By substituting in this monomial according to the order  $X_{n-1} > D_{n-1} > \cdots > X_0 > D_0$ , the number of vanishing monomials will increase from 1 to  $3^{n-1}$  monomials with a maximum size of 2n variables. Consider another vanishing monomial  $X_2D_2X_1D_0$  of polynomial  $g_2$ , the corresponding vanishing monomial for the carry bit  $c_{n-1}$  is  $X_{n-1}D_{n-1}X_{n-2}...X_2X_1D_0$ . By substituting in this monomial with a different order  $X_0 > D_0 > \cdots > X_{n-1} > D_{n-1}$ compared to the previous one, the number of intermediate vanishing polynomials will increase to be about  $3^{n-1}$  with a maximum size of 2n variables. From these two examples, we conclude that it is hard to find a substitution order to cancel all vanishing monomials before they blow up. The experimental results of [8] confirm the problem of the symbolic computer algebra approach with parallel adders. Their results show that the technique cannot verify Kogge-Stone adders with more 6 bits.

Concluding our observations above, the core problem that we need to solve is the occurrence of a large number of vanishing monomials that lead to an exponential blow-up when reduced to the input variables.

#### IV. LOGIC REDUCTION REWRITING

This section describes the main contributions of our work. We present how to integrate logic reduction into Gröbner basis rewriting and present the two rewriting schemes that combine the elimination of vanishing monomials before they can cause a blow-up and the advantages given by the existing fanout rewriting technique.

## A. Logic Reduction

To overcome the limitation caused by vanishing monomials during GB reduction, we propose to apply logic reduction during the rewriting of the Gröbner basis model (Step 2 of the membership testing algorithm in Section II-B), in order to remove vanishing monomials before their blow-up. Looking again at Example 3, it is easy to see that the monomial  $X_1D_1D_0$  can be removed when considering that the variable  $X_1$  is the XOR of  $a_1$ ,  $b_1$ , and the variable  $D_1$  is the AND of  $a_1$ ,  $b_1$ . Based on this structural knowledge of the circuit model, we can conclude that the monomial always evaluates to zero since  $(a \oplus b) \cdot (a \wedge b) = 0$  for all a and b. We refer to this as XOR-AND vanishing rule.

By keeping track of the original gate function and the input variables associated to each variable, we can effectively search for monomials that satisfy the XOR-AND vanishing rule. Applying this rule will remove all the vanishing monomials of the parallel adder model shown in Example 3, and will avoid the high computation cost of the GB reduction.

→ Supplied material:
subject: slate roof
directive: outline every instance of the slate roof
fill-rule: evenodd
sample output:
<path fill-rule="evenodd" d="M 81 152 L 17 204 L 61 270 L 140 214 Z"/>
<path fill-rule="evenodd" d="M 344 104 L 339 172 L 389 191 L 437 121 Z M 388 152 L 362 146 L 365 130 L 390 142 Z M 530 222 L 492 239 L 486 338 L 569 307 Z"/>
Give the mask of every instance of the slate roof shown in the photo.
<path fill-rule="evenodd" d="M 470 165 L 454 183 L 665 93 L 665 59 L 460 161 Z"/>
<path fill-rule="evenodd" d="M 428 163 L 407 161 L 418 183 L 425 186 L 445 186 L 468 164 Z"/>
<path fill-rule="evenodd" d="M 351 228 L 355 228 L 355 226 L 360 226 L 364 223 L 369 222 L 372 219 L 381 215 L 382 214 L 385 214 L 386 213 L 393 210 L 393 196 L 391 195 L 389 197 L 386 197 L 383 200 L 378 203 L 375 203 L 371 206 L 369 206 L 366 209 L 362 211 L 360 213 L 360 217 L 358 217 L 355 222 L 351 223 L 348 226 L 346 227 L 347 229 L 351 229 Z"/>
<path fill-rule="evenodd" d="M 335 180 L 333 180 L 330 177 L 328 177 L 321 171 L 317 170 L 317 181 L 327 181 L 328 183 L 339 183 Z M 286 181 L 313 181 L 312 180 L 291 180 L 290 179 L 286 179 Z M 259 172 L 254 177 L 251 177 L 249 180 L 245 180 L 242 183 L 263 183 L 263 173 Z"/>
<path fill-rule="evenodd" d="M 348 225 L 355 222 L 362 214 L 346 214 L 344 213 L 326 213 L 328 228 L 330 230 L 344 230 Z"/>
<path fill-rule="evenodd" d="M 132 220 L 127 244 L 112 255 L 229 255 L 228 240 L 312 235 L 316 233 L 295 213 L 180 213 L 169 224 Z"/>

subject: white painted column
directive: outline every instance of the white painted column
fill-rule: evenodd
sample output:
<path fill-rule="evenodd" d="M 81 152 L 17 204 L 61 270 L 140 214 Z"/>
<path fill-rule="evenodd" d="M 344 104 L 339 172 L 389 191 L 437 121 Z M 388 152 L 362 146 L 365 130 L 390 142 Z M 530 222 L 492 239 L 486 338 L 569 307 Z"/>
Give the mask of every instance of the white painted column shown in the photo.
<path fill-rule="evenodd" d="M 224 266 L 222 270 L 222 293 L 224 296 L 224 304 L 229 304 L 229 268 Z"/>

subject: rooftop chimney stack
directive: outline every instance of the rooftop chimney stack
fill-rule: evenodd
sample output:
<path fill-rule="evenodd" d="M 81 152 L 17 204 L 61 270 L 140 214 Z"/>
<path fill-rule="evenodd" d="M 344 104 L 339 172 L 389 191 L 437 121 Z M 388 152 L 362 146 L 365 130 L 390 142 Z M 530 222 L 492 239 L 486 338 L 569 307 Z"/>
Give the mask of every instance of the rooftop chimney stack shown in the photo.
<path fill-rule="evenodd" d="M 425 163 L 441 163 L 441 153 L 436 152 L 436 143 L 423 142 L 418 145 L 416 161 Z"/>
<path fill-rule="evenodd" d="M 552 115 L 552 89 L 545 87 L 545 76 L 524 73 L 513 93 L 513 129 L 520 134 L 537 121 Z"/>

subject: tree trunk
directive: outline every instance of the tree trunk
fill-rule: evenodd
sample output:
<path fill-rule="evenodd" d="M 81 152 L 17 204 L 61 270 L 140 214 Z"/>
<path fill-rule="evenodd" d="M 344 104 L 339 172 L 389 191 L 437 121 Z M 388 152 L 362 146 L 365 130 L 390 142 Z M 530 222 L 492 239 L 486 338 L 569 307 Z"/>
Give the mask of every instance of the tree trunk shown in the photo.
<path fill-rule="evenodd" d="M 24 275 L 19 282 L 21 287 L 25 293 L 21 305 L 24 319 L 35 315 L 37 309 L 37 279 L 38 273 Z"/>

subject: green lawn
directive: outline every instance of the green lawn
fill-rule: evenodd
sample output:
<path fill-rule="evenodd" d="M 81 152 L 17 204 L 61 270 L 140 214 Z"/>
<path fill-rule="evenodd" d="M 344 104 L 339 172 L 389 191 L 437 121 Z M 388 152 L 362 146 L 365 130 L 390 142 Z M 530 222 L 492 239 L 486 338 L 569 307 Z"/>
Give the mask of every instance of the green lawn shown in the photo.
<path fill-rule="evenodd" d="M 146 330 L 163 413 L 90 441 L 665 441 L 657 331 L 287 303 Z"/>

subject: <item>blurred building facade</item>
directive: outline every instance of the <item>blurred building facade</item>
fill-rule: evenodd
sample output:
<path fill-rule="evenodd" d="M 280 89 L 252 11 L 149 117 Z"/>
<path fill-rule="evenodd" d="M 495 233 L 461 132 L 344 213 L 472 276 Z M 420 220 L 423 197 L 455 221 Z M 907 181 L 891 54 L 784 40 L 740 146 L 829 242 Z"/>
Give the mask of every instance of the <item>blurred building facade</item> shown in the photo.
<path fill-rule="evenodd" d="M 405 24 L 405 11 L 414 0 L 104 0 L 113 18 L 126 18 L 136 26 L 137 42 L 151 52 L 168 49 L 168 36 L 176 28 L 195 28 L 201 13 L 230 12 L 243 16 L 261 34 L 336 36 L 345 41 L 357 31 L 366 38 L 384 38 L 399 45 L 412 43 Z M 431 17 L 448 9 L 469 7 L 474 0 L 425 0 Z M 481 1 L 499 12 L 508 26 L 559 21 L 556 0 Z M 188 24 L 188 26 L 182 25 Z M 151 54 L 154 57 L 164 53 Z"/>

→ Task instructions:
a) In the excerpt on Gröbner basis rewriting, what name is given to the rule that removes a monomial such as $X_1D_1D_0$?
b) Extend the excerpt on Gröbner basis rewriting with a few more paragraphs in the same technical style.
None of the entries is needed for the tasks that come after the text.

→ Outputs by task:
a) It is called the XOR-AND vanishing rule.

b)
### B. Rewriting Schemes

Although the correspondence of gates in the circuits to variables in the polynomials is given, the XOR-AND vanishing rule cannot directly be applied to the circuit obtained from Step 1 in the MT algorithm:

- if no substitution is applied, one may not see monomials that contain both the XOR and AND of two common input variables, and
- if arbitrary substitution is applied, internal XOR gates may be substituted.

Both cases prohibit the application of the XOR-AND vanishing rule. Consequently, substitution must be performed in an order that substitutes gates by preserving the monomials that represent XOR gates. Note that fanout rewriting does not preserve the XOR gates.

XOR rewriting: We propose an XOR rewriting scheme, carried out as step 2 in the MT algorithm, which performs the following steps:

- Store all variables in a list V that refer to either input and output variables of an XOR gate or to primary inputs and primary outputs.
- 2) Rewrite the model using the S-polynomial method such that the model depends only on variables in *V*. After each substitution, apply the XOR-AND vanishing rule.

<sup>&</sup>lt;sup>1</sup>Please recall that parallel prefix adders are typically found in the last stage of parallel multipliers.

Common rewriting: As discussed in Section II-B, the fanout rewriting increases the chance that common subterms can be canceled during GB reduction. This positive effect is reduced by XOR rewriting, making the verification inefficient if only XOR rewriting is applied. Hence, we propose to carry out a further rewriting called *common rewriting*, which is similar to fanout rewriting, after XOR rewriting. Common rewriting simplifies the task of GB reduction by making the polynomials depend on shared variables. It rewrites the model obtained from XOR rewriting such that the polynomials depend only on variables that are used in more than one polynomial.<sup>2</sup>

Another part of the multiplier that shows the efficiency of the proposed XOR rewriting to reveal vanishing monomials is the Booth partial product cell. Although every cell has only one vanishing monomial, canceling it later by GB reduction causes a blow-up. Without early cancellation, every vanishing monomial will propagate through the carry chains of the multiplier and its size will increase by other variables. Because of that, canceling them by GB reduction will be computationally expensive.

## C. Overall Algorithm

Both XOR rewriting and common rewriting follow two steps, which are identifying a set of variables and then substituting all remaining variables. Hence, the rewriting can be explained by a generalized algorithm, called *Gröbner Basis Rewriting* (GB-Rew), illustrated in Algorithm 2. It substitutes the variables that are not in *V* using the S-polynomial method. Additionally, in XOR rewriting, monomials are removed from the model using the XOR-AND vanishing rule after every substitution.

It considers the polynomials in reverse order of their leading monomial variables. For example, for a model of two polynomials  $g_1 := x_1 + \operatorname{tail}(g_1)$  and  $g_2 := x_2 + \operatorname{tail}(g_2)$  with monomial ordering  $x_2 > x_1$ , the polynomial  $x_1 = x_1 + \operatorname{tail}(g_2)$  will be considered first.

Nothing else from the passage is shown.